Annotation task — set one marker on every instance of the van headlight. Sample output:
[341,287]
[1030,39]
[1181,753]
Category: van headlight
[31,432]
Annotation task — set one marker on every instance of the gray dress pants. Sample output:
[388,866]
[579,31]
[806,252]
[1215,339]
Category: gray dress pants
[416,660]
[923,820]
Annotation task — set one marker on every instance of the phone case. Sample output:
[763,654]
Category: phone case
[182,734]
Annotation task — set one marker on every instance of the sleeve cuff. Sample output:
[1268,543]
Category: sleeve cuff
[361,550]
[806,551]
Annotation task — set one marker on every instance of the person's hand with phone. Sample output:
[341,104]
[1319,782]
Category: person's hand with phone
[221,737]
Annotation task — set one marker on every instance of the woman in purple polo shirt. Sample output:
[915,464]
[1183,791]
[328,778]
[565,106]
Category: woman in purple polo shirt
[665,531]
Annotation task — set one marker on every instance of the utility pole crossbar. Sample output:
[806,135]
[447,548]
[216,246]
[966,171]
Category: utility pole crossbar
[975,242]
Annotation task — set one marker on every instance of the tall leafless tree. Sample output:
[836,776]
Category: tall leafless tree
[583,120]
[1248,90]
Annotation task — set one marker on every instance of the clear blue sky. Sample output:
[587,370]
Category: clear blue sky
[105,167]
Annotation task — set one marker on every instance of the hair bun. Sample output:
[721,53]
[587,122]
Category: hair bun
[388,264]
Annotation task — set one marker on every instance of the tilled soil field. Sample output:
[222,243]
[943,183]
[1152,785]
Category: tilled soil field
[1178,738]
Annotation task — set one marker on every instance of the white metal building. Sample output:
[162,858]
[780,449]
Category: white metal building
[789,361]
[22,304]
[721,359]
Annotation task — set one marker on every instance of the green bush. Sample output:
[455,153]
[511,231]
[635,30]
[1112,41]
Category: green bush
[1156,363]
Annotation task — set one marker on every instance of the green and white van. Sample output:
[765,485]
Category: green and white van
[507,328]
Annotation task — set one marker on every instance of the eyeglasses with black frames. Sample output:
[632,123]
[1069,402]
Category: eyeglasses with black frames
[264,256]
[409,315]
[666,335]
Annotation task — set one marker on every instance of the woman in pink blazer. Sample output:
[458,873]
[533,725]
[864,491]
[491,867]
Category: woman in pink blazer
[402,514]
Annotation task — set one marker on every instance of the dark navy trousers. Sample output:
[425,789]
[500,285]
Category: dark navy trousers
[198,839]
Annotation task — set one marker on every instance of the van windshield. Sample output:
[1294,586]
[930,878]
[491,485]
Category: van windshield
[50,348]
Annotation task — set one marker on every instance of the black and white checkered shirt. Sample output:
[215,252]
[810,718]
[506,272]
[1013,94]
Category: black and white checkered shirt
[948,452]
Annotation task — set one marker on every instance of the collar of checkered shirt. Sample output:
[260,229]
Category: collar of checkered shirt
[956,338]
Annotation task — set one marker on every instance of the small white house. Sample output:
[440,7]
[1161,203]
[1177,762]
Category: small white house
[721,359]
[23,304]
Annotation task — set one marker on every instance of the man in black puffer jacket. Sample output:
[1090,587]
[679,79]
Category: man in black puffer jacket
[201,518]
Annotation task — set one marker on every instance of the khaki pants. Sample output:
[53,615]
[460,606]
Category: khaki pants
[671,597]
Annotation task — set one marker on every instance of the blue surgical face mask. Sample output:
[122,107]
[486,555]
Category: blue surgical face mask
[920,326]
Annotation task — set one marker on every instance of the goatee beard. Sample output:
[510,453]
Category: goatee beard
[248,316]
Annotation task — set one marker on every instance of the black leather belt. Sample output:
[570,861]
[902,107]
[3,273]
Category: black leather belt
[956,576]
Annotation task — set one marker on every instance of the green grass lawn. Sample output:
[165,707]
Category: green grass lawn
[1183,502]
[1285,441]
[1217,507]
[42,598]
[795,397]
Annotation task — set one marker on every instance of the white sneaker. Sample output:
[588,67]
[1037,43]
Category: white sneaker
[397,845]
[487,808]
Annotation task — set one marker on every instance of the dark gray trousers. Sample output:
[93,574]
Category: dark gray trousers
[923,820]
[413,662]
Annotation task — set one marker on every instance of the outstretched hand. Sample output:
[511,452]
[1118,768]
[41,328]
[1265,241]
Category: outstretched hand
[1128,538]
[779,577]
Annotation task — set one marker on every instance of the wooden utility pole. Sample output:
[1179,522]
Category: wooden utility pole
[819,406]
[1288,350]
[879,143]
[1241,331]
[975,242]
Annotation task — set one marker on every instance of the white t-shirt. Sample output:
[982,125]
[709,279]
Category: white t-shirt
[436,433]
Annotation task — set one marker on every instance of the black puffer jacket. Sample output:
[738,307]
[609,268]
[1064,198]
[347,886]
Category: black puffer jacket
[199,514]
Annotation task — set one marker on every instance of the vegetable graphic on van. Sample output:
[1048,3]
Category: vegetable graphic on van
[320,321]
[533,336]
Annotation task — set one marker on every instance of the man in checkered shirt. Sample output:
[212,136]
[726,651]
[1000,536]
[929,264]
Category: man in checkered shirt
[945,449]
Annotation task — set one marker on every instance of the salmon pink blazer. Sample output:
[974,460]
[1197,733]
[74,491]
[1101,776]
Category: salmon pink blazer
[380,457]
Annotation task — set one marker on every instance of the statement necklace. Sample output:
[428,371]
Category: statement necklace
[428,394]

Required task
Repeat each record exactly. Omit nothing.

Answer to this exercise
Annotation task — set one marker on every instance of the van headlight. Sample output:
[341,287]
[1030,39]
[1181,753]
Category: van headlight
[31,432]
Annotation task — set one marker on every instance of the gray dress pants. Sample output:
[388,866]
[579,31]
[806,252]
[1215,339]
Category: gray dress pants
[416,660]
[923,820]
Annotation task — set one marker on every instance of the phone case. Sample output:
[763,654]
Category: phone case
[182,734]
Annotation task — set one marker on every instance of the sleeve cuff. Sample output:
[1268,543]
Category: sleeve cuff
[361,550]
[806,551]
Annotation task — set one marker on every instance of the person's hand with phone. Sample output:
[341,104]
[1319,782]
Category: person's hand with phone
[221,737]
Annotation task — set one marker on every instance of the woman in purple polo shirt. Sample output:
[915,464]
[1183,791]
[328,778]
[565,106]
Category: woman in purple polo shirt
[665,531]
Annotation task — set one marker on every instance of the utility pole crossbar. Sample output:
[806,135]
[447,548]
[216,246]
[966,171]
Category: utility pole crossbar
[975,242]
Annotation task — set one marker on every instance of the tall leafless tree. Sample output:
[836,776]
Category: tall leafless tree
[583,120]
[1248,90]
Annotation task — set one marker on every instance of the clear blue sky. Sample output:
[587,370]
Category: clear blue sky
[105,167]
Annotation task — set one marker on every instance of the hair bun. Sample output:
[721,53]
[587,122]
Category: hair bun
[388,264]
Annotation task — set one marker on every instance of the tilled soil field. Sample output:
[222,243]
[943,183]
[1152,785]
Category: tilled soil field
[1178,738]
Annotation task — set one marker on every instance of the white metal building. Sample output:
[162,858]
[780,449]
Category: white metal building
[789,361]
[22,304]
[721,359]
Annotation task — set one marker on every instance of the green bush. Sample output:
[455,153]
[511,231]
[635,30]
[1112,41]
Category: green bush
[1156,363]
Annotation task — set one marker on every instance of the green and white van. Sample output:
[765,485]
Category: green and white van
[507,328]
Annotation task — set one marker on every instance of the eyeglasses with black frames. Sample output:
[632,123]
[1069,402]
Category: eyeglasses with black frames
[264,256]
[409,315]
[666,335]
Annotation task — set one marker on every instance of the woman in pink blazer. Sample output:
[458,873]
[533,725]
[864,491]
[491,867]
Category: woman in pink blazer
[402,514]
Annotation task — set one marker on every instance of the dark navy trousers. Sample output:
[425,789]
[500,285]
Category: dark navy trousers
[198,839]
Annotation task — set one marker on every instance of the van windshield. Sample output:
[1294,586]
[930,878]
[491,485]
Category: van windshield
[50,348]
Annotation task — set one marker on every instance of the black and white checkered shirt. Sample output:
[215,252]
[810,718]
[506,272]
[1013,94]
Category: black and white checkered shirt
[948,452]
Annotation task — set one marker on every instance of the collar of checkered shirt. Sample output:
[260,229]
Category: collar of checkered shirt
[956,338]
Annotation task — set one marker on every instance of the small white house. Sample output:
[440,7]
[1161,203]
[1177,762]
Category: small white house
[721,359]
[23,304]
Annotation task — set one marker on every instance of the man in black puffer jacket. Sample output:
[1090,587]
[679,79]
Category: man in black puffer jacket
[201,518]
Annotation task — set one marker on every instance of the khaki pants. Sample output:
[53,615]
[460,606]
Category: khaki pants
[671,597]
Annotation task — set one marker on every instance of the blue surgical face mask. Sample output:
[122,107]
[486,555]
Category: blue surgical face mask
[920,326]
Annotation task — set one marker on every instance of the goatee beard. Sample output:
[510,453]
Category: goatee beard
[248,316]
Annotation task — set one marker on every instance of the black leather belt. Sample output:
[570,861]
[902,107]
[3,273]
Category: black leather belt
[956,576]
Annotation task — set one marker on every instance of the green grass lawn. Sample output:
[165,707]
Category: green grass lawn
[1183,502]
[1285,441]
[1217,507]
[42,598]
[795,397]
Annotation task — set one marker on every instance of the white sneaker. Sample output:
[588,67]
[1037,43]
Category: white sneaker
[397,845]
[487,808]
Annotation task — set one marker on every instance of the dark gray trousers. Sample output:
[93,574]
Category: dark gray trousers
[923,820]
[413,662]
Annotation task — set one marker on every instance of the outstretched hand. Sample output:
[511,452]
[1118,768]
[41,328]
[1265,241]
Category: outstretched hand
[1128,538]
[779,577]
Annotation task — set one marker on every instance of the wooden utility pole. Sample output:
[1179,522]
Category: wooden utility pole
[819,406]
[1288,350]
[879,143]
[1241,331]
[975,242]
Annotation task — set one marker on every instance of the white t-shirt. Sample output:
[982,125]
[709,279]
Category: white t-shirt
[436,433]
Annotation task — set one marker on every instance of the black puffer jacket. Sample output:
[738,307]
[609,268]
[1064,198]
[347,886]
Category: black puffer jacket
[199,514]
Annotation task — set one marker on every instance of the vegetable graphic on van. Sample output:
[1048,3]
Category: vegetable graphic on van
[320,321]
[533,336]
Annotation task — set one marker on every instance of the man in checkered shirt. Sample output:
[212,136]
[726,651]
[1000,536]
[929,264]
Category: man in checkered shirt
[945,449]
Annotation task — set one marker on every instance of the salmon pink blazer. Sample output:
[974,460]
[1197,733]
[74,491]
[1101,776]
Category: salmon pink blazer
[380,457]
Annotation task — set one marker on every instance of the statement necklace. Sample output:
[428,371]
Category: statement necklace
[428,394]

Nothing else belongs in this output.